# START OF SUPPLIED RECORDS
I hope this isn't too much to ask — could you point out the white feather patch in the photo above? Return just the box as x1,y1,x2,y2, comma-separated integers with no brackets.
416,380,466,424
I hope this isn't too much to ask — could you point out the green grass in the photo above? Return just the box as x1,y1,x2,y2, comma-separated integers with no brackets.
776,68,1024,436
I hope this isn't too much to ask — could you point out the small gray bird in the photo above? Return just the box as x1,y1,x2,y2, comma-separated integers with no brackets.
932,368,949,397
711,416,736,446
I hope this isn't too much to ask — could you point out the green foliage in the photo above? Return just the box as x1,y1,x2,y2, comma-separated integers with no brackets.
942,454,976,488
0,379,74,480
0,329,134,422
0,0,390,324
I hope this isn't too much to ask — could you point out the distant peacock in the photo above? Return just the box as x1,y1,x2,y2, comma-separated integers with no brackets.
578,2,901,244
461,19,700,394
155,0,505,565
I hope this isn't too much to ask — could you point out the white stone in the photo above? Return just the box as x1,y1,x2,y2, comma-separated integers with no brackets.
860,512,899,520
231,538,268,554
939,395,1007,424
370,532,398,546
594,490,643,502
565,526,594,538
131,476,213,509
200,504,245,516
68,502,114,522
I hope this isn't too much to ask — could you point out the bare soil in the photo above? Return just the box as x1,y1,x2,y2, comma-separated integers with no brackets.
# END OF SUPPLIED RECORDS
EXERCISE TASK:
Copy the lines above word for word.

EXERCISE RESULT:
I hope this isn't too much to ask — could you point out the white feather patch in the photo above? Return just the box as x1,y1,x2,y2, comma-separated integers with no brackets.
416,380,466,424
I hope this isn't too much to ask — could you point out the green grass in the photo above? Return just the box as x1,y1,x2,y2, comma-separated integers with no brackets.
776,68,1024,436
I hope this isn't too much to ask — could you point out the small gray bird in the photo above? Return just the box as x1,y1,x2,y2, comma-separated integers with no brackets.
932,368,949,397
711,416,736,446
I hope this isn't too much to ask — could you point out the green foliage in the photo above? Return just the box as x1,y1,x2,y2, comma-separated integers with no brackets.
942,454,976,488
0,379,74,480
0,329,134,422
0,0,390,324
I hope this isn't too much to ask — could you point out the distant peacock in the photo above? Return just the box as x1,y1,x2,y2, comma-separated integers with no brackets.
578,2,901,244
461,19,700,394
155,0,505,565
I hope this isn't too much to ask — could you point out the white stone in the photo above? Return just the box as x1,y1,x2,y2, comma-separated integers with no brackets.
860,512,899,520
231,538,268,554
939,395,1007,424
370,532,398,546
594,490,643,502
565,526,594,538
131,476,213,509
200,504,245,516
68,502,114,522
I hope this isn't too much to ask — could you point out the bare soil in the photo above? Return just the box as x1,y1,x2,y2, comma-separated integers with no brackets.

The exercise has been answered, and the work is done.